## EXTRACTED INFORMATION
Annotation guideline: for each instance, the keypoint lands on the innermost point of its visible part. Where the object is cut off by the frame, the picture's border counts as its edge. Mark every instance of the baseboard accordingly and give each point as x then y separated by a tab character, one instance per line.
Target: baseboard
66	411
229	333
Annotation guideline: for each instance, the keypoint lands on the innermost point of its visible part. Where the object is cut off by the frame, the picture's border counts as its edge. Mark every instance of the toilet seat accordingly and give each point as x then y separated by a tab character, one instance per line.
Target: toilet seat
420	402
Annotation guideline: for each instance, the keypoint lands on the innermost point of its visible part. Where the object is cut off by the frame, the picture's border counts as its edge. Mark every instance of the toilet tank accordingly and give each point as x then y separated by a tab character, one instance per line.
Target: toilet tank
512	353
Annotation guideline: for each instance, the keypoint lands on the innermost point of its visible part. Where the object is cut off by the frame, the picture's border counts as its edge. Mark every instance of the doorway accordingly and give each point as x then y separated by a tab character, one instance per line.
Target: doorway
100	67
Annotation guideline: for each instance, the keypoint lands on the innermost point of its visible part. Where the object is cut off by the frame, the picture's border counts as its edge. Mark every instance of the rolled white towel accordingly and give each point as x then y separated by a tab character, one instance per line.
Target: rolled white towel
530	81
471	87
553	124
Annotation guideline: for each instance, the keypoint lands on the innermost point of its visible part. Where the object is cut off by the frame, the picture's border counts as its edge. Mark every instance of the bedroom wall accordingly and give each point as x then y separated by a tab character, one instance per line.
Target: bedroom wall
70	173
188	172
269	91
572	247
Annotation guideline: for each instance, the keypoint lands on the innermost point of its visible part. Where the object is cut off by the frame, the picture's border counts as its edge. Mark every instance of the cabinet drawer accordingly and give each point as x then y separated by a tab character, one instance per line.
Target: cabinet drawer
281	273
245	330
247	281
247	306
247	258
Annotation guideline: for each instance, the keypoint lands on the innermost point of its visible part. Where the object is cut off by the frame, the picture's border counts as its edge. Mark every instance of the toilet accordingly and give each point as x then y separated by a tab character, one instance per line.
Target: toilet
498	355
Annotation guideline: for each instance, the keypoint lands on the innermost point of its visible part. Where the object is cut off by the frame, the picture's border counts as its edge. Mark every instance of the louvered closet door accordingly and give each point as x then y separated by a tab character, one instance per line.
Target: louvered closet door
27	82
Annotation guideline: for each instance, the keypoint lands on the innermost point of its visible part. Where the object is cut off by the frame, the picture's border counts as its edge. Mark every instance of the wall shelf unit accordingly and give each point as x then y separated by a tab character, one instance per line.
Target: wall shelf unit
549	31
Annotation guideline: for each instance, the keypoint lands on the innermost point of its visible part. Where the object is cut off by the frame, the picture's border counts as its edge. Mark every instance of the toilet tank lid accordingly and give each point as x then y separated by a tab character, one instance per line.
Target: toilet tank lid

## TASK
The records above are to be repeated in full, word for word.

## RESULT OF THIS TASK
Annotation guideline: for each instance, the keypoint lands on the innermost point of its visible part. Where the object is cut off by the frame, the picture's border counts as its edge. Mark every instance of the baseboard accordingly and give each point as x then y separated by a tab character, one instance per line.
Target: baseboard
66	411
229	333
Annotation guideline: for each instance, the keypoint lands on the innermost point of its visible part. Where the object is cut off by the frame, the picture's border counts as its edge. Mark every instance of the toilet seat accordingly and give each point as x then y separated by a tab character, one instance per line.
Target: toilet seat
420	402
Annotation guideline: for each instance, the keypoint lands on the innermost point of its visible part. Where the object is cut off by the frame, the picture's border counts as its edge. Mark every instance of the toilet tank accordingly and give each point as x then y separated by a tab character, one instance per line.
Target: toilet tank
512	353
Annotation guideline: for each instance, the keypoint lands on the innermost point of its visible part. Where the object is cut off by the frame, the picture's border counts as its edge. Mark every instance of the doorway accordingly and give each point as x then y separated by a tab character, one instance per line.
Target: doorway
100	67
Annotation guideline: for each instance, the keypoint lands on the innermost point of its visible part. Where the object is cut off by the frame, the picture's border counts as its edge. Mark every instance of the rolled white towel accordingly and give each point as x then y separated by a tab character, one instance per line.
Target: rolled white towel
530	81
471	87
553	124
Annotation guideline: for each instance, the keypoint lands on the innermost point of its visible part. Where the object is cut off by the frame, the picture's border counts as its edge. Mark every instance of the bedroom wall accordingly and give each point as x then y separated by a tab character, one instance per line.
Target: bedroom wall
70	173
188	172
269	91
572	247
Annotation guideline: for each instance, the keypoint lands on the innermost point of its visible part. Where the object is cut off by the frame, the picture's border counts as its edge. Mark every instance of the cabinet drawer accordingly and give each point as x then y separated by a tab character, one instance per line.
Target: cabinet drawer
281	273
245	330
247	281
247	306
247	258
Annotation guideline: for each instance, the keypoint lands on the innermost point of its visible part. Where the object is cut off by the frame, the picture's border counts as its edge. Mark every instance of the toilet accordingly and give each point as x then y separated by a tab character, one instance per line.
Target: toilet
498	355
Annotation guideline: for each instance, the keypoint lands on the innermost point of its visible part. Where the object is cut off by the frame, the picture's border counts as its edge. Mark every instance of the louvered closet door accordingly and give each point as x then y separated by a tab character, one instance per line.
Target: louvered closet door
27	82
Annotation guideline: for each instance, the keypoint lands on the innermost point of its visible part. Where the object is cut off by the frame, the picture's border counts as its edge. Mark every instance of the wall shelf unit accordingly and give each point as x then y separated by a tab character, one instance per line.
Target: wall shelf unit
549	31
Annotation guideline: for each instance, the keypoint lands on the innermost point of its visible part. Where the object is cut off by the frame, the picture's border counts as its edge. Mark every instance of the toilet tank lid accordingly and give each point as x then y separated by a tab character, one instance per line.
Target: toilet tank lid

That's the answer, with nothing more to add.